┌─ Provided passage
Jordan king charts his own course

Abdullah's brief stop in Israel yesterday was lower profile than his father's approach.

Jordan's King Abdullah II visited Israel for a few hours yesterday, the first time since ascending the throne 14 months ago.

The brevity of the call at the port of Eilat underscored the complex waters the young monarch has been navigating since he inherited the crown from his father, the late King Hussein, in February 1999.

Steering the royal yacht into the Israeli port - much like his pilot father would have - King Abdullah was greeted by Prime Minister Ehud Barak, and they held brief talks.

But King Hussein played a much more visible role than his son has in the Middle East peace processes - supporting the historic Israeli-Palestinian peace pact, and signing the second peace treaty, after Egypt, with Israel in 1994.

King Abdullah, observers say, is not trying to fill his father's shoes so much as break in a new pair of his own. While the politics of peace is a natural priority, the new king is putting more energy into economic reforms - something Jordanians say his father never engaged in directly.
└─
┌─ Data
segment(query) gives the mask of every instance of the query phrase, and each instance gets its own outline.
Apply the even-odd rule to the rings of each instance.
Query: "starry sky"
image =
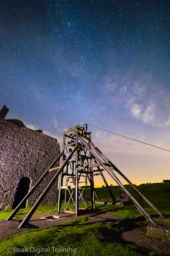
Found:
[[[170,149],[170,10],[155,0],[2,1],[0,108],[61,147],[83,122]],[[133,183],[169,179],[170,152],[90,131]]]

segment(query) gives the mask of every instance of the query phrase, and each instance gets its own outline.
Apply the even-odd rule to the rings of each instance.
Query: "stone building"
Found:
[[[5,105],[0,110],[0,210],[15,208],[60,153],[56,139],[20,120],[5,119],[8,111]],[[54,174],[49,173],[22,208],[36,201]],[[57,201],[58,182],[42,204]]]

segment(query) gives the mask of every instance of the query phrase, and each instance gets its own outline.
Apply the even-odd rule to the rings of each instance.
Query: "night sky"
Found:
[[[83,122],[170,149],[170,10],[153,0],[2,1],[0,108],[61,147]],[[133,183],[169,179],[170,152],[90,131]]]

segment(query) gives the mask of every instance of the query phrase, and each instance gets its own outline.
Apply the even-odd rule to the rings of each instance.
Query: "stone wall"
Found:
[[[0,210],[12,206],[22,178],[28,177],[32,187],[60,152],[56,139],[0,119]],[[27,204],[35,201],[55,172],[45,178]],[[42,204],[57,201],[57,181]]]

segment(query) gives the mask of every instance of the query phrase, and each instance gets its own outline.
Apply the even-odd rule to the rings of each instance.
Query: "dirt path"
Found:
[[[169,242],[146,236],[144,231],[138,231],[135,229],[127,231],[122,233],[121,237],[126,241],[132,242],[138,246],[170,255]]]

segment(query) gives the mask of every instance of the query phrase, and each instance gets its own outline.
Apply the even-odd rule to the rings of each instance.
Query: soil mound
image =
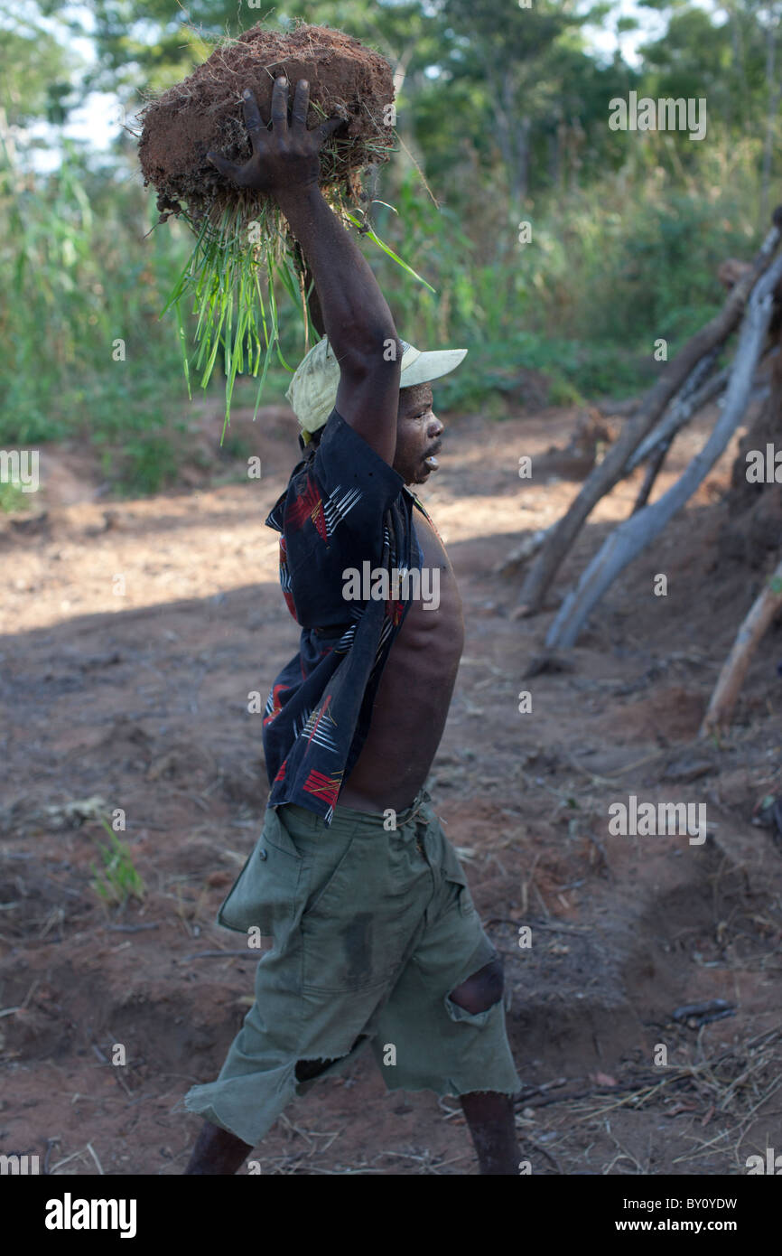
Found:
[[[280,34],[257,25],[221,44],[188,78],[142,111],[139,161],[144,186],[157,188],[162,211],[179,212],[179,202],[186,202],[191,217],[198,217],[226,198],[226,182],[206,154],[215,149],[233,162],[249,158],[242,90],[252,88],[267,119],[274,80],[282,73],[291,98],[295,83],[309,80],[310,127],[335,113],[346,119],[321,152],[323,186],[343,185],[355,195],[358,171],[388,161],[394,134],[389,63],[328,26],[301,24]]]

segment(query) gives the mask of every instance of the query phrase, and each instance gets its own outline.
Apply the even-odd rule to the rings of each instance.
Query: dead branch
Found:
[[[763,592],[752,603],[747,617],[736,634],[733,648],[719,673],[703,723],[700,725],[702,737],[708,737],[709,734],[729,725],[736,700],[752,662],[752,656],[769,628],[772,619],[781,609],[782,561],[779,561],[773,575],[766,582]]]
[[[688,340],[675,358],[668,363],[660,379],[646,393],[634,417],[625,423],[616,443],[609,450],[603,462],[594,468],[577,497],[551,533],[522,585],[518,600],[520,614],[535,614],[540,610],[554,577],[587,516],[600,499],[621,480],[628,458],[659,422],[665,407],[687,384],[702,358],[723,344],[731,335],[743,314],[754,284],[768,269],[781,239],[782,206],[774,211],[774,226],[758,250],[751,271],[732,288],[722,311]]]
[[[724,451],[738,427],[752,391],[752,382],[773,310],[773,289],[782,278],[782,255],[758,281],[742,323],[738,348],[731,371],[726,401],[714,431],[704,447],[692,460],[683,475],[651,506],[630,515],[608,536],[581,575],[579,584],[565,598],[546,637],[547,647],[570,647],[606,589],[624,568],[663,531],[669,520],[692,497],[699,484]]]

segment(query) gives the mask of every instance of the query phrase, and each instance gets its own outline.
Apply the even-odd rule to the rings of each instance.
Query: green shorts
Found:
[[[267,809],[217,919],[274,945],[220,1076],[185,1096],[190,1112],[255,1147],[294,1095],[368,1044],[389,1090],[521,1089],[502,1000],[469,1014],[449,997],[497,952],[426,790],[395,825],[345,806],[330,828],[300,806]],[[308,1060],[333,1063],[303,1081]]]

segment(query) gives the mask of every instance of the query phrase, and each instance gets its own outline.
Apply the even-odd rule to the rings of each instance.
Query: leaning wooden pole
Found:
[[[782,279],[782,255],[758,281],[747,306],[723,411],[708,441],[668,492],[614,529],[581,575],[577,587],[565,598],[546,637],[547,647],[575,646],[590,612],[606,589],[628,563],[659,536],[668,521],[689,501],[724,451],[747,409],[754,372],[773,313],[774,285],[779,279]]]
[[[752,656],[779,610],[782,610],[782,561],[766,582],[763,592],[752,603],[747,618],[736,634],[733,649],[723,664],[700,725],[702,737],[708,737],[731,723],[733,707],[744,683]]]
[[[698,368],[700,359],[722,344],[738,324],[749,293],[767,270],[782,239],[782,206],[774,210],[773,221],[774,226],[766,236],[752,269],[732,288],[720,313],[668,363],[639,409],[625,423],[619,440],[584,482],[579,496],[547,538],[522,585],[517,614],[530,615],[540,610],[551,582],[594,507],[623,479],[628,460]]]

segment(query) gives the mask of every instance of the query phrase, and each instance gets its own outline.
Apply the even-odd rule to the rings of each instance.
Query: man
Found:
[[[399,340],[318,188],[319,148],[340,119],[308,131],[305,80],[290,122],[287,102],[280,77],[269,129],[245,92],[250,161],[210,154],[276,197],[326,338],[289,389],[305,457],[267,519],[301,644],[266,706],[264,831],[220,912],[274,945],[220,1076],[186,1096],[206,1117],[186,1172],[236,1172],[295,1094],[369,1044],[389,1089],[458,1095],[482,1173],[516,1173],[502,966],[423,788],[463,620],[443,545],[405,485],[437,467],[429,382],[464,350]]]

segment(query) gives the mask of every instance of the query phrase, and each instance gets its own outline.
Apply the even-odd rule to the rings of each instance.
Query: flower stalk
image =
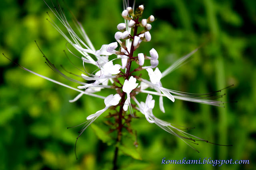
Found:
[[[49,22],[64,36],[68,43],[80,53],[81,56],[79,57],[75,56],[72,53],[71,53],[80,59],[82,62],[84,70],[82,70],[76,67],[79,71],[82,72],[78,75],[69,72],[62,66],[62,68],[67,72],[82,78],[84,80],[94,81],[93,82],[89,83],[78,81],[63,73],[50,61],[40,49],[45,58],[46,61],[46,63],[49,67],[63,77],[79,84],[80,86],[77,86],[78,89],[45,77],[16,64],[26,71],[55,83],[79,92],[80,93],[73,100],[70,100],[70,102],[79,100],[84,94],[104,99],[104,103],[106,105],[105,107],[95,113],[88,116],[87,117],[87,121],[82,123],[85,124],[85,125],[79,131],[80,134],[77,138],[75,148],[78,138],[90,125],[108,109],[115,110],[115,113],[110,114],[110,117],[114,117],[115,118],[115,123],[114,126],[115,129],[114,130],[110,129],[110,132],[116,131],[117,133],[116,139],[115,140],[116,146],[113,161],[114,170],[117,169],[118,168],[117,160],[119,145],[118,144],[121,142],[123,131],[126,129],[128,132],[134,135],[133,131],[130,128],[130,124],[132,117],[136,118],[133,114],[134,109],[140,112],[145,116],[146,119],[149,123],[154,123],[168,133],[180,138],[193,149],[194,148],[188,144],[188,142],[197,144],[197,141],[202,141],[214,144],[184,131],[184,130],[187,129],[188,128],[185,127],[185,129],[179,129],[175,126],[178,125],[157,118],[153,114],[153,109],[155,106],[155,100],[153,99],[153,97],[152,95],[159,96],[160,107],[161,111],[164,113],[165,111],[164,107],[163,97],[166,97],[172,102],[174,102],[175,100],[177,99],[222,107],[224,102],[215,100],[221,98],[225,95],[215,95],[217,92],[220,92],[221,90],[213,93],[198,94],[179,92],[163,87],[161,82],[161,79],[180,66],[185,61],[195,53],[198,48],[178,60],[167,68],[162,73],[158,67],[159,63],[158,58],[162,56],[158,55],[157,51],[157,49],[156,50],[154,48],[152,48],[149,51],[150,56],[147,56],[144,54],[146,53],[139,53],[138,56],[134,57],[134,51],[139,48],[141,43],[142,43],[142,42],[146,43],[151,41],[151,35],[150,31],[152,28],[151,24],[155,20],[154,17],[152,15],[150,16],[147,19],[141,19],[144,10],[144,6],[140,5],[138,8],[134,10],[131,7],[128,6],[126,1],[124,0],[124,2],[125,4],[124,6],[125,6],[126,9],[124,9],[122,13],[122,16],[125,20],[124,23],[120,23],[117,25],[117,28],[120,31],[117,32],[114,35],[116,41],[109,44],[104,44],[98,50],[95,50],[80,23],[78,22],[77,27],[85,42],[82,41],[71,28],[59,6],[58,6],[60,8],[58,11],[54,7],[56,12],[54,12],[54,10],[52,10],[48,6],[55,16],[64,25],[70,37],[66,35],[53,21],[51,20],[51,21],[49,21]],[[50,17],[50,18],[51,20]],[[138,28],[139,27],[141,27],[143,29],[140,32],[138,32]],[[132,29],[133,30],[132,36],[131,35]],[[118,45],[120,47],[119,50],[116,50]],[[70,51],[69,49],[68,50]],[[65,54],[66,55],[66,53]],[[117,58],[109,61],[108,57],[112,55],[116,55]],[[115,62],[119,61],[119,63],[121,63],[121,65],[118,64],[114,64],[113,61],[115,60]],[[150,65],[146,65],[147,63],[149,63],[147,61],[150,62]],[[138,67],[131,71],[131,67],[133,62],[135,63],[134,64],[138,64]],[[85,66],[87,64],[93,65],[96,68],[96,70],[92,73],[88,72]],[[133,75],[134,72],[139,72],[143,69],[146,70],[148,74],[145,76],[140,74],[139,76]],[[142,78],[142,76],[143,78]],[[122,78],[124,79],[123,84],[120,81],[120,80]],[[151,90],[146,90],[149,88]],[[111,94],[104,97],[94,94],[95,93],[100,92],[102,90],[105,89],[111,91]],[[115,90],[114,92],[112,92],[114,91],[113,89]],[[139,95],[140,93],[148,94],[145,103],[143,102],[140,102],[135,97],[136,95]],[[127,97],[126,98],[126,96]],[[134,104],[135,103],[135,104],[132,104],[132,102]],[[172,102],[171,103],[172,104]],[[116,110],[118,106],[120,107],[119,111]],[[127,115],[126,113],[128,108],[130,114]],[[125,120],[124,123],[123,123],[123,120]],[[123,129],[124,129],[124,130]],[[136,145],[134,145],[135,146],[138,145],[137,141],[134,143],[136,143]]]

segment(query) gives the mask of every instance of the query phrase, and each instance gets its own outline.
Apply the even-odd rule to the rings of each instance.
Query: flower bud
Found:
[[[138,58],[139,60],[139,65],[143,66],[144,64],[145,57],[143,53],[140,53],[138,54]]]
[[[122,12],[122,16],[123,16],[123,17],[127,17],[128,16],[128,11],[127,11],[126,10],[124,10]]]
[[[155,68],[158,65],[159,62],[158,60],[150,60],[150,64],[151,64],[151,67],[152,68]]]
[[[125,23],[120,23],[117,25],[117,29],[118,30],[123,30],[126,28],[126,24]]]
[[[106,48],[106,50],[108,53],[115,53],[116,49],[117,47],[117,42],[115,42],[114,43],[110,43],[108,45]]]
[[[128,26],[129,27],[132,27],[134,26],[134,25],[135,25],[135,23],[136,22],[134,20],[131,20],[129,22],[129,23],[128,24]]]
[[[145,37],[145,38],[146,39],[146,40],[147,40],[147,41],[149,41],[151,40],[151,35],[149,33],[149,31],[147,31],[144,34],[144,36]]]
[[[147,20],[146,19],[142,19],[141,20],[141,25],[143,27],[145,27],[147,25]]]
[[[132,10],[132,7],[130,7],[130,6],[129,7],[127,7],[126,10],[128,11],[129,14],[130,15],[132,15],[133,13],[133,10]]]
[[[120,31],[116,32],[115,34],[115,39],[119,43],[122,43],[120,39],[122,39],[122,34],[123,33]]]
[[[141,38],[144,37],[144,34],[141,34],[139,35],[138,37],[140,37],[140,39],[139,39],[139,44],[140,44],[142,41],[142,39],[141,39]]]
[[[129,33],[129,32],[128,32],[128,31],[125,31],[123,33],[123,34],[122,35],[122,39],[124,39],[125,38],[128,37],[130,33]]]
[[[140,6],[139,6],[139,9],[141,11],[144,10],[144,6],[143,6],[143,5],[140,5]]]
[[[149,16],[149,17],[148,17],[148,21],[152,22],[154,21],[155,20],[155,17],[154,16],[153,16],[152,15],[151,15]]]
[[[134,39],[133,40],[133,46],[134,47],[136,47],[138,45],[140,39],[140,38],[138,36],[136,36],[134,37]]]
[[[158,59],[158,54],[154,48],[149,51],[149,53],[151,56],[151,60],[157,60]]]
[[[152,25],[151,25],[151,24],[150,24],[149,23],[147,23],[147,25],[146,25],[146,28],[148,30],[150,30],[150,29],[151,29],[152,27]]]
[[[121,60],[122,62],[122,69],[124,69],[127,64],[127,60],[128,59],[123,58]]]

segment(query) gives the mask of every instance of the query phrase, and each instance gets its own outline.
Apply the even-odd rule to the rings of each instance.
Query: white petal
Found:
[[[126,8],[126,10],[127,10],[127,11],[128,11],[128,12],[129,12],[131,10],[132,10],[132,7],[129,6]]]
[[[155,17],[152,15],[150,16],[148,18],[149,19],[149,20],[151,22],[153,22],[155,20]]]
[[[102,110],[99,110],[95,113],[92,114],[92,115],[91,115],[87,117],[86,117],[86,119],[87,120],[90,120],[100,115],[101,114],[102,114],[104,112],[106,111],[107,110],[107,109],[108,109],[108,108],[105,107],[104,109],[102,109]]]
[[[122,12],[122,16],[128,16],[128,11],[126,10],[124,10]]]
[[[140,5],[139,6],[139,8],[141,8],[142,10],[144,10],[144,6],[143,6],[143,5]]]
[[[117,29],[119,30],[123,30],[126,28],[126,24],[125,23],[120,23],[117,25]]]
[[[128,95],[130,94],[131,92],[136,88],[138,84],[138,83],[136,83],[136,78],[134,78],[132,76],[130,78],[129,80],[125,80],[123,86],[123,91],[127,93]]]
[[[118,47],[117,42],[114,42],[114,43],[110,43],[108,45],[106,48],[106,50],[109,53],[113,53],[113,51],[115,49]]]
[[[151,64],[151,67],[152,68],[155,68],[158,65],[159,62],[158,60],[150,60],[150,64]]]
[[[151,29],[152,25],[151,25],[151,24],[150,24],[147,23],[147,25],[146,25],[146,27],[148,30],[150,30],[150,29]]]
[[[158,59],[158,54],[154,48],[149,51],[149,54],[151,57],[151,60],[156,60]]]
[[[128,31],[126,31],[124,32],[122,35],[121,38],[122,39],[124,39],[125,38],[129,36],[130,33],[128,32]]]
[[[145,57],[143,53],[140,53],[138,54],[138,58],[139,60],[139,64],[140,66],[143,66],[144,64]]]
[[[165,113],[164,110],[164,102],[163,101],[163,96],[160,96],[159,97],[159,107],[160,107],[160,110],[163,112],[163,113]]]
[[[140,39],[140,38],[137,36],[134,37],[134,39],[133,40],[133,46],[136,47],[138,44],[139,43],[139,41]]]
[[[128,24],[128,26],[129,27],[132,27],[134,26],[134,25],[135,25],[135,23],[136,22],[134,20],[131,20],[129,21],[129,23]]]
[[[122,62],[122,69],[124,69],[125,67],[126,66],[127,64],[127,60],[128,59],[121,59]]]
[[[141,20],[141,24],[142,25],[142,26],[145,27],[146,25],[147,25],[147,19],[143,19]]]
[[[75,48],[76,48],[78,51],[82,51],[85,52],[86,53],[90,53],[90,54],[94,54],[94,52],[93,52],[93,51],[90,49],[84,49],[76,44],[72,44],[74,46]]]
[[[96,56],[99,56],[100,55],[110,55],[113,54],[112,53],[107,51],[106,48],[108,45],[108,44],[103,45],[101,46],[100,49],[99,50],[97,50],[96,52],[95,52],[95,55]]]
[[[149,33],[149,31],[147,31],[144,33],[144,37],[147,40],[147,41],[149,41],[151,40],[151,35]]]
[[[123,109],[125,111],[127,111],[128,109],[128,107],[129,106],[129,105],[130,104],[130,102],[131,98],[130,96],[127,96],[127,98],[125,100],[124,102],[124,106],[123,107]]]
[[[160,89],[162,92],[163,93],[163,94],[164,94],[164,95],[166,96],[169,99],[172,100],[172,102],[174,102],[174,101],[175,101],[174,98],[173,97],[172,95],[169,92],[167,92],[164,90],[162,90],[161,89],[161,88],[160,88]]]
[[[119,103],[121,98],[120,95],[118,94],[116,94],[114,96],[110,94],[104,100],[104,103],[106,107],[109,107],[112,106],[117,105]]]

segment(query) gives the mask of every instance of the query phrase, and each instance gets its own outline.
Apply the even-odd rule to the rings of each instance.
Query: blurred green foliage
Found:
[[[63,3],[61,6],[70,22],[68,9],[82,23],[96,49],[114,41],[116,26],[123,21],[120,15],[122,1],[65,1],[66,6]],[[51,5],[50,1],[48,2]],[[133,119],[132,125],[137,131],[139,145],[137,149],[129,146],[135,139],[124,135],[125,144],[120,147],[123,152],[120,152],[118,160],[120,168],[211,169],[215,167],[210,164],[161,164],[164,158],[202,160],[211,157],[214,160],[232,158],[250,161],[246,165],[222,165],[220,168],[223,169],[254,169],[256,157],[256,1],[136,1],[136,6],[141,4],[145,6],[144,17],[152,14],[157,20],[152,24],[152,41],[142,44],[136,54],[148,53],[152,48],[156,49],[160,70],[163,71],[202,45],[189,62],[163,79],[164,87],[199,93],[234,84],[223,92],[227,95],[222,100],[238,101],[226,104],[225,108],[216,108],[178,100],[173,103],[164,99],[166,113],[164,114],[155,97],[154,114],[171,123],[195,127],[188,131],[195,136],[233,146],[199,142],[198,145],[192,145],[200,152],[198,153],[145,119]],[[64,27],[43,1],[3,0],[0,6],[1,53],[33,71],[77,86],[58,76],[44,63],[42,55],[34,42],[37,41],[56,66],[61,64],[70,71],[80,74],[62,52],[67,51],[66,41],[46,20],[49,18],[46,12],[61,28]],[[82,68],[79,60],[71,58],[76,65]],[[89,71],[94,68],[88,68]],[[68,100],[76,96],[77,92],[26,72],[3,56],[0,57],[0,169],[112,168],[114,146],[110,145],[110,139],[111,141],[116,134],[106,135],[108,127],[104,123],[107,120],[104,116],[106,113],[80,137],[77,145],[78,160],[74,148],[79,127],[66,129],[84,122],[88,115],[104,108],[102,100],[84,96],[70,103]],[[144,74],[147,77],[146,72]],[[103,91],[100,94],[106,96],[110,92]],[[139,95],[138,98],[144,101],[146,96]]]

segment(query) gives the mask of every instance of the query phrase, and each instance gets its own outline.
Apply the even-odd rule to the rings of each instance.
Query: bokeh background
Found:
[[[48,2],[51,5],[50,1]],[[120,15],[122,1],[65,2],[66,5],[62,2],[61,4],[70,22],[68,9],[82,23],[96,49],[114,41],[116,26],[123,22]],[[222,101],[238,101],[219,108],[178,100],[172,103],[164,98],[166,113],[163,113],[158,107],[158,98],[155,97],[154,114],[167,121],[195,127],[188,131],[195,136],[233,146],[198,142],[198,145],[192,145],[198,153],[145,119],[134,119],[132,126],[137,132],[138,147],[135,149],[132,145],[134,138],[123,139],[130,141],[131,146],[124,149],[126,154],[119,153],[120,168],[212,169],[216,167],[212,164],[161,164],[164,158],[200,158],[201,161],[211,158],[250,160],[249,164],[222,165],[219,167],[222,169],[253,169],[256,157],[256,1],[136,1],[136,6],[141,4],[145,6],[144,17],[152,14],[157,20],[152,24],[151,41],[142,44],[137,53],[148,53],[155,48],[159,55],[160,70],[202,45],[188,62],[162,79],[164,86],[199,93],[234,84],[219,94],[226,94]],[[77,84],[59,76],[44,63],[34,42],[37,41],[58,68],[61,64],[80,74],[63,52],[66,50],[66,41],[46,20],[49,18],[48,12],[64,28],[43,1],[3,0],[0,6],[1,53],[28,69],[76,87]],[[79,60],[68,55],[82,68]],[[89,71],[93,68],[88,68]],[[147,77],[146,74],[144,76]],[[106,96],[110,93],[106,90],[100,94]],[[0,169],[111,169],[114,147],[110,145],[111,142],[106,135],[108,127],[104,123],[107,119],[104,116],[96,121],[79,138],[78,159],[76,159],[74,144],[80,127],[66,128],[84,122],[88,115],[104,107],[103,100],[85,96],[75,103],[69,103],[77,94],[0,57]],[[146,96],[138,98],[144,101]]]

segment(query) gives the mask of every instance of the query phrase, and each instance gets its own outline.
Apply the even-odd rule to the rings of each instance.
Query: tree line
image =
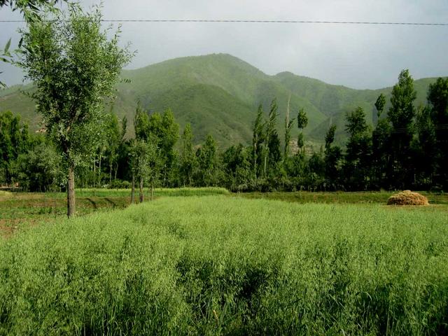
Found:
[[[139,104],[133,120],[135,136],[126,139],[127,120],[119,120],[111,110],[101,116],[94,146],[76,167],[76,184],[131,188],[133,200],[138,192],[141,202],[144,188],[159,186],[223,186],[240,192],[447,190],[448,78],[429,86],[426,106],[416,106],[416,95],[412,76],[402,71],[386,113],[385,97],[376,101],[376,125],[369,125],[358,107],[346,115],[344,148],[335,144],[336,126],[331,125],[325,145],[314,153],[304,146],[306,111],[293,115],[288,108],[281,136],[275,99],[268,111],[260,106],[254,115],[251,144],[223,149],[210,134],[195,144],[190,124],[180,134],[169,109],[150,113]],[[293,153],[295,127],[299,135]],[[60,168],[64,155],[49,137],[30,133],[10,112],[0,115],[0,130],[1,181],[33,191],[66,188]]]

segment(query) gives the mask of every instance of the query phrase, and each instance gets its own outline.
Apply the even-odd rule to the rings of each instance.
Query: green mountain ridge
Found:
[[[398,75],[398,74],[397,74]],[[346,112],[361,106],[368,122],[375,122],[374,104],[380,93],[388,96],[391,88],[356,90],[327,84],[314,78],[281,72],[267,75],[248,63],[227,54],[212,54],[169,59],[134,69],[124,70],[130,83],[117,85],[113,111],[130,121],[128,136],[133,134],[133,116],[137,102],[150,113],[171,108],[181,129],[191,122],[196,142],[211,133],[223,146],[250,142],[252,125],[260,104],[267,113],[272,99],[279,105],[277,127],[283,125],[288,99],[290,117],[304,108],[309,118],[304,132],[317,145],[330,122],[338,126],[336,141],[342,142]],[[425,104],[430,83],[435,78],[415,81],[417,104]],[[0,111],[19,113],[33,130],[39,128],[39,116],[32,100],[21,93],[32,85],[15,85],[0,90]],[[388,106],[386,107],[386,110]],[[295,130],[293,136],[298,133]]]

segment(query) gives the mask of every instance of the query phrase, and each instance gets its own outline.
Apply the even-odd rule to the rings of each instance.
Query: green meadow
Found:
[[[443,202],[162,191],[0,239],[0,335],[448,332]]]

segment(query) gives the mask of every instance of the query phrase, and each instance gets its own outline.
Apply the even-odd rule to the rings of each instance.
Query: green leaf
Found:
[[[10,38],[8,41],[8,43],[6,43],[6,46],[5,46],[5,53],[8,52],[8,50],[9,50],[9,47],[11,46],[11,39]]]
└─
[Tasks]:
(a) According to the article on King Abdullah II, who greeted the king when he arrived at the port of Eilat?
(b) Continue the article on King Abdullah II from the point where it stops.

[Exercise responses]:
(a) Prime Minister Ehud Barak greeted him.

(b)
"He has an economic agenda rather than a political one, and he thinks of himself as King of Jordan, not king of all the Arabs. He's not looking for some external role which is beyond Jordan's ability," says Fahed Fanek, a Jordanian political analyst, in a telephone interview from Amman.

But in a region where the presence of an Arab leader in Israel still makes a controversial political statement, Abdullah insisted on an extraordinarily low-key visit that seemed a balancing act between Mr. Barak's call for closer ties, and Arab pressure to halt the process of normalization with the Jewish state until it reaches comprehensive peace deals with all its neighbors.

Back home, Jordan's 1994 peace deal with Israel does not enjoy widespread popularity. In a kingdom where most of the subjects - and Queen Rania herself - are Palestinian, Abdullah must keep still-unresolved disputes such as the future disposition of Jerusalem and several million Palestinian refugees at the top of his list of priorities.

But sharing perhaps equally important ranking are the high expectations - fed to the public by his father as a way to sell peace - that relations with Israel would unlock the door to prosperity.

Instead, Jordan's economy has declined in the past five years. Abdullah inherited a country in which the economic growth rate is lower that the rate of population increase, driving living standards lower every year. And Israel, Jordanians complain, has done little to aid economic cooperation, instead upholding protectionist trade policies.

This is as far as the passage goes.